[TEXT EXCERPT Boundary: Start]
So... Rampant point of care ultrasound? Sounds good to me.

JCTheDenthog

Assuming it all works 50k scanners running nonstop at 60 seconds a scan is 2.1 billion scans a month. Assuming they aren't lying/exaggerating about anything, and assuming there is no downtime/setup/etc. in between. In other words, reeks of massive bullshit.

owenpalmer

I think getting more medical data could prevent a lot of health problems, and collecting it in a relaxed and frequent environment could be interesting. This announcement is honestly just... a bit weird. They're talking about wanting to do a billion scans a month, but they haven't even mentioned what the ultrasound data can tell you about your health, nor have they showed a physical demo of the product. I think the latter is the most important part, does it actually work?

noobermin

Clearly something like this would need to be approved by the FDA, it is literally irresponsible to promote something like this as being more powerful than a MRI.

taneq

I would have expected a lot more focus on privacy from something designed to regularly and casually create detailed 3D images of humans. The word 'privacy' doesn't even appear in the text.

benatkin

Need an update from Elon about what he meant when he said "Midjourney is not mid" and what he thinks now https://x.com/minchoi/status/1766131045177409784

thorum

I wish them all the best and hope they succeed, but can’t help but suspect they’ve fallen into deep LLM psychosis. Even if you assume they can build this thing and it works as described and then get past all the regulatory hurdles, the scale of infrastructure they’re talking about is enormous.

tfirst

It's obvious why they're doing this: there's a lot of money in healthcare. What there isn't is good evidence that these full body scans actually improve outcomes.
[TEXT EXCERPT Boundary: End]
[SUPPLIED RECORDS Boundary: Start]
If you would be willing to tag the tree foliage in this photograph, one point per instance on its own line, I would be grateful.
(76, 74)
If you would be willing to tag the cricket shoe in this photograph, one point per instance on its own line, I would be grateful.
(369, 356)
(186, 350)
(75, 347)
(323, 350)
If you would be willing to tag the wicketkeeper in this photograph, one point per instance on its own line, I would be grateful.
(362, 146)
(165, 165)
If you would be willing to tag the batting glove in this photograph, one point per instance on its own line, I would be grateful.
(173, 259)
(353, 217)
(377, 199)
[SUPPLIED RECORDS Boundary: End]
[SUPPLIED RECORDS Boundary: Start]
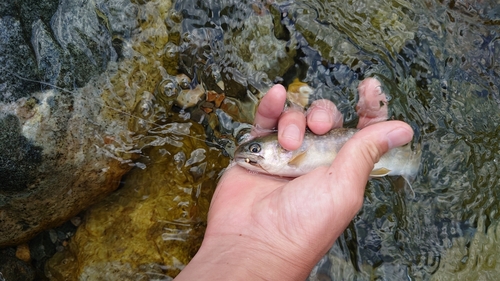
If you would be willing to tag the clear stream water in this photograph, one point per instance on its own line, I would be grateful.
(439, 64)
[SUPPLIED RECORDS Boundary: End]
▶ **YOUR ASSIGNMENT**
List every commenter username that appears in the comment thread about the ultrasound scanning announcement. Rely only on the text of the comment thread to complete this.

▶ **ANSWER SECTION**
JCTheDenthog, owenpalmer, noobermin, taneq, benatkin, thorum, tfirst